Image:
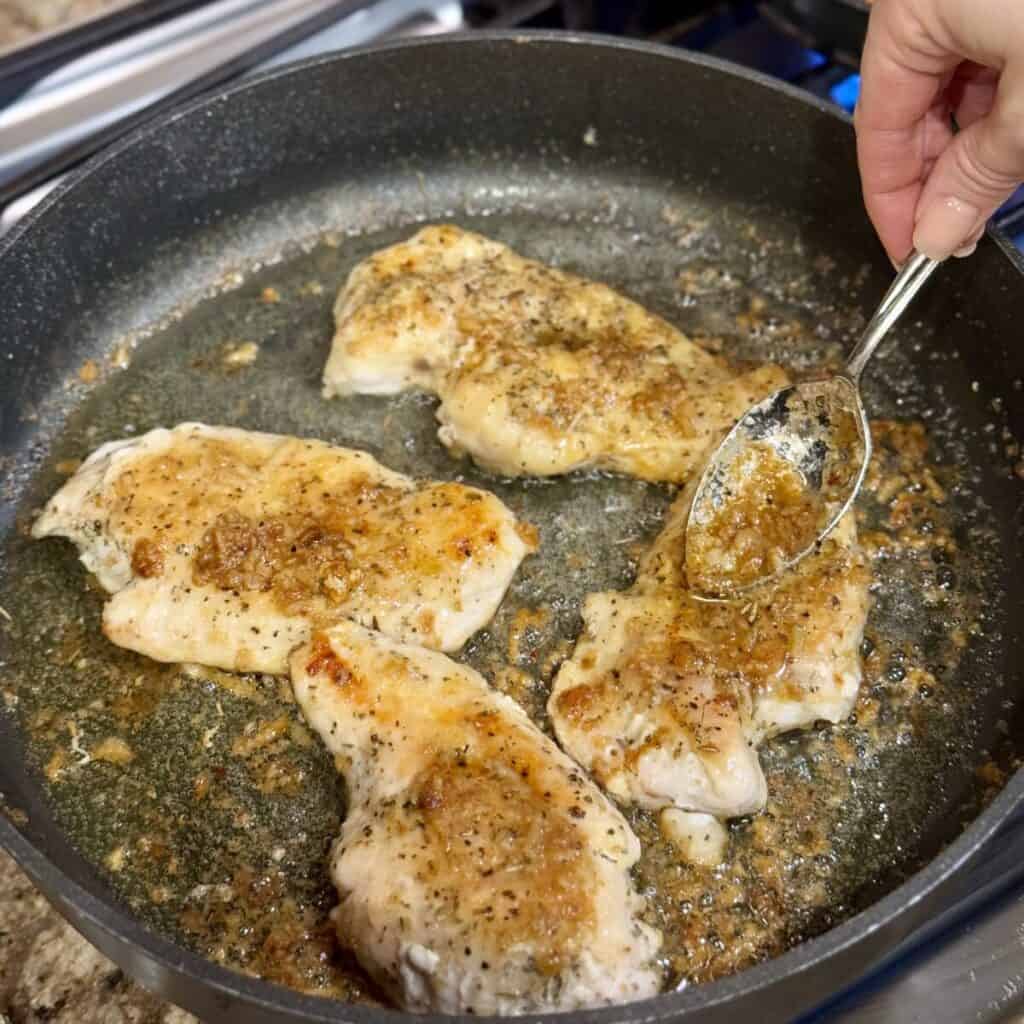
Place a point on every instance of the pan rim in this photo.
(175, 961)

__________________________________________________

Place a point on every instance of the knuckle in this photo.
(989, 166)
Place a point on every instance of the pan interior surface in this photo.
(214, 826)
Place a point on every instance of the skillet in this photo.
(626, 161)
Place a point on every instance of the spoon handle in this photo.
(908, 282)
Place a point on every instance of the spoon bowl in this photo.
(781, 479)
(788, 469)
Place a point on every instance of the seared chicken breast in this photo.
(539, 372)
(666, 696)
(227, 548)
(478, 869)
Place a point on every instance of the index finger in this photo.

__________________________________________________

— EXERCISE —
Please output the lines from the one containing "Place a point on every instance of the skillet" up to and including the one containing "Place a point on every instance of the index" as a JSON list of strings, with one string per line and blank lines omitted.

— EXERCISE RESPONSE —
[
  "Place a point on every instance of the skillet in this photo.",
  "(626, 161)",
  "Place a point on every instance of the spoon handle in this photo.",
  "(908, 282)",
  "Place a point on every instance of the spoon bowl in this photo.",
  "(781, 479)",
  "(788, 469)",
  "Place a point on every instance of the seared chicken breast in this photo.",
  "(539, 372)",
  "(666, 696)",
  "(227, 548)",
  "(478, 869)",
  "Place a point on every instance of the index finger in this photo."
]